Exercise passage =
* * * * * * *
Phase 1: Page Classification
Before any auction can run, the system must understand what a page is about. Page classification maps URLs to IAB Content Taxonomy 2.1 categories with confidence scores using LLM-based analysis.
Two Taxonomies, One Match
Promovolve uses two distinct IAB taxonomies that meet at auction time:
| Taxonomy | Version | Who sets it | Purpose |
|---|---|---|---|
| Ad Product Taxonomy | 2.0 | Advertiser | “What is my product?” (e.g., Travel, Kitchen Equipment) |
| Content Taxonomy | 2.1 | LLM classifier | “What is this page about?” (e.g., Destinations, Outdoor Recreation) |
The advertiser never sees content categories. They pick their product category, and ContentToAdProductMapping derives the matching content categories using the official IAB mapping file (content_2.1_to_ad_product_2.0.tsv). If no direct mapping exists for a product category, the system walks up the taxonomy’s parent chain until it finds one.
* * * * * * *
To do =
[1] In the page classification text, which file does ContentToAdProductMapping use to derive the matching content categories?
[2] Echo the stretch of the page classification text from "Two Taxonomies, One" through "it finds one.", keeping every word and mark unchanged.

Dataset entries =
* * * * * * *
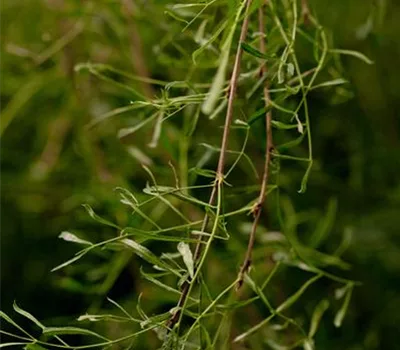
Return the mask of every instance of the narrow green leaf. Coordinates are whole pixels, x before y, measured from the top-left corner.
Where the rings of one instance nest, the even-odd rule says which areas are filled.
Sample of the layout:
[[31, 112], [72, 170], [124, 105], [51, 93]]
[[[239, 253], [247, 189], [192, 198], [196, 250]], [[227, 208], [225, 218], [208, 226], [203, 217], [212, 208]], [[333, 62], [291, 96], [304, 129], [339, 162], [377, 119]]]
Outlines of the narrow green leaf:
[[24, 342], [24, 343], [22, 343], [22, 342], [3, 343], [3, 344], [0, 344], [0, 348], [7, 348], [9, 346], [18, 346], [18, 345], [26, 345], [26, 342]]
[[123, 243], [127, 247], [131, 248], [143, 260], [146, 260], [147, 262], [149, 262], [155, 266], [158, 266], [162, 269], [166, 269], [167, 271], [170, 271], [170, 272], [174, 273], [175, 275], [181, 277], [181, 274], [176, 269], [173, 269], [166, 262], [162, 261], [156, 255], [154, 255], [149, 249], [140, 245], [139, 243], [137, 243], [131, 239], [128, 239], [128, 238], [124, 238], [123, 240], [121, 240], [121, 243]]
[[36, 344], [36, 343], [32, 343], [32, 344], [28, 344], [27, 346], [24, 347], [25, 350], [48, 350], [47, 348]]
[[118, 230], [120, 229], [119, 226], [115, 225], [115, 224], [112, 223], [111, 221], [108, 221], [108, 220], [106, 220], [106, 219], [103, 219], [102, 217], [100, 217], [99, 215], [97, 215], [89, 204], [83, 204], [82, 206], [86, 209], [86, 211], [88, 212], [88, 214], [90, 215], [90, 217], [91, 217], [93, 220], [95, 220], [95, 221], [97, 221], [97, 222], [99, 222], [99, 223], [101, 223], [101, 224], [103, 224], [103, 225], [111, 226], [111, 227], [114, 227], [114, 228], [116, 228], [116, 229], [118, 229]]
[[311, 317], [310, 331], [308, 332], [308, 337], [310, 339], [314, 338], [315, 333], [317, 333], [321, 318], [324, 312], [328, 309], [328, 307], [329, 307], [329, 301], [327, 299], [321, 300], [315, 307], [315, 310]]
[[74, 256], [73, 258], [67, 260], [66, 262], [62, 263], [61, 265], [58, 265], [56, 267], [54, 267], [51, 272], [63, 269], [64, 267], [71, 265], [72, 263], [74, 263], [75, 261], [79, 260], [80, 258], [82, 258], [82, 256], [84, 256], [86, 254], [86, 252], [82, 252], [76, 256]]
[[318, 247], [327, 237], [332, 229], [337, 212], [337, 200], [331, 198], [328, 202], [326, 214], [319, 220], [316, 230], [310, 238], [310, 246]]
[[193, 278], [194, 276], [194, 261], [193, 261], [193, 254], [192, 251], [190, 250], [189, 244], [184, 243], [184, 242], [179, 242], [178, 243], [178, 251], [182, 255], [183, 262], [185, 263], [190, 278]]
[[255, 47], [247, 44], [247, 43], [241, 43], [241, 47], [243, 49], [244, 52], [247, 52], [248, 54], [250, 54], [251, 56], [257, 57], [257, 58], [262, 58], [265, 60], [269, 60], [271, 57], [271, 55], [266, 55], [265, 53], [262, 53], [261, 51], [257, 50]]
[[0, 317], [2, 319], [4, 319], [5, 321], [7, 321], [8, 323], [10, 323], [11, 325], [13, 325], [15, 328], [19, 329], [22, 333], [27, 335], [29, 338], [33, 339], [33, 337], [25, 329], [23, 329], [16, 322], [14, 322], [13, 319], [10, 316], [8, 316], [5, 312], [0, 311]]
[[225, 80], [226, 80], [226, 71], [228, 69], [229, 54], [230, 54], [230, 50], [231, 50], [233, 36], [235, 34], [236, 26], [239, 23], [241, 14], [243, 12], [243, 9], [245, 8], [246, 3], [247, 3], [247, 0], [242, 0], [242, 2], [240, 3], [240, 6], [238, 6], [235, 20], [230, 28], [230, 31], [228, 33], [227, 38], [225, 39], [223, 46], [221, 48], [221, 55], [220, 55], [218, 70], [214, 76], [211, 88], [208, 93], [208, 97], [204, 101], [202, 108], [201, 108], [202, 112], [206, 115], [209, 115], [214, 111], [215, 105], [217, 104], [218, 100], [221, 97], [221, 93], [224, 88]]
[[14, 301], [13, 303], [13, 308], [15, 310], [15, 312], [19, 313], [20, 315], [26, 317], [28, 320], [31, 320], [34, 324], [36, 324], [40, 329], [44, 329], [46, 328], [45, 325], [43, 325], [42, 323], [40, 323], [40, 321], [33, 316], [32, 314], [30, 314], [28, 311], [22, 310], [17, 303]]
[[86, 245], [93, 245], [92, 242], [86, 241], [84, 239], [79, 238], [75, 234], [68, 232], [68, 231], [63, 231], [59, 234], [58, 238], [63, 239], [64, 241], [67, 242], [74, 242], [74, 243], [79, 243], [79, 244], [86, 244]]
[[339, 328], [342, 325], [343, 319], [346, 316], [347, 309], [349, 308], [353, 288], [354, 288], [353, 284], [350, 283], [348, 285], [348, 289], [347, 289], [347, 293], [346, 293], [346, 297], [344, 299], [343, 305], [340, 308], [340, 310], [337, 312], [337, 314], [335, 315], [335, 319], [333, 321], [333, 324], [335, 325], [335, 327]]
[[292, 306], [303, 295], [303, 293], [306, 291], [306, 289], [309, 286], [311, 286], [314, 282], [319, 280], [321, 277], [322, 277], [322, 275], [316, 275], [316, 276], [310, 278], [307, 282], [305, 282], [299, 288], [299, 290], [296, 293], [291, 295], [281, 305], [279, 305], [278, 308], [276, 309], [276, 311], [277, 312], [282, 312], [283, 310], [285, 310], [285, 309], [289, 308], [290, 306]]
[[342, 50], [342, 49], [331, 49], [331, 50], [329, 50], [329, 52], [338, 53], [340, 55], [353, 56], [353, 57], [356, 57], [356, 58], [360, 59], [361, 61], [363, 61], [363, 62], [365, 62], [367, 64], [373, 64], [374, 63], [374, 61], [372, 61], [367, 56], [365, 56], [364, 54], [362, 54], [361, 52], [358, 52], [358, 51]]
[[43, 334], [47, 336], [54, 336], [54, 335], [66, 335], [66, 334], [80, 334], [80, 335], [88, 335], [88, 336], [93, 336], [96, 338], [100, 338], [106, 341], [109, 341], [106, 337], [103, 337], [102, 335], [90, 331], [85, 328], [79, 328], [79, 327], [46, 327], [43, 330]]

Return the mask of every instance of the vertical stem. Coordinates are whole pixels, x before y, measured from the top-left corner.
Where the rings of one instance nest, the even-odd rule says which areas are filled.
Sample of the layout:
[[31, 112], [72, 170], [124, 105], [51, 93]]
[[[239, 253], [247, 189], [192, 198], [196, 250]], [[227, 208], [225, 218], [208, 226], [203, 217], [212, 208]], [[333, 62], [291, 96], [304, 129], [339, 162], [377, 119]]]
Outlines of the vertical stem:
* * * * * * *
Solutions for each task =
[1] The official IAB mapping file, content_2.1_to_ad_product_2.0.tsv.

[2]
Two Taxonomies, One Match
Promovolve uses two distinct IAB taxonomies that meet at auction time:
| Taxonomy | Version | Who sets it | Purpose |
|---|---|---|---|
| Ad Product Taxonomy | 2.0 | Advertiser | “What is my product?” (e.g., Travel, Kitchen Equipment) |
| Content Taxonomy | 2.1 | LLM classifier | “What is this page about?” (e.g., Destinations, Outdoor Recreation) |
The advertiser never sees content categories. They pick their product category, and ContentToAdProductMapping derives the matching content categories using the official IAB mapping file (content_2.1_to_ad_product_2.0.tsv). If no direct mapping exists for a product category, the system walks up the taxonomy’s parent chain until it finds one.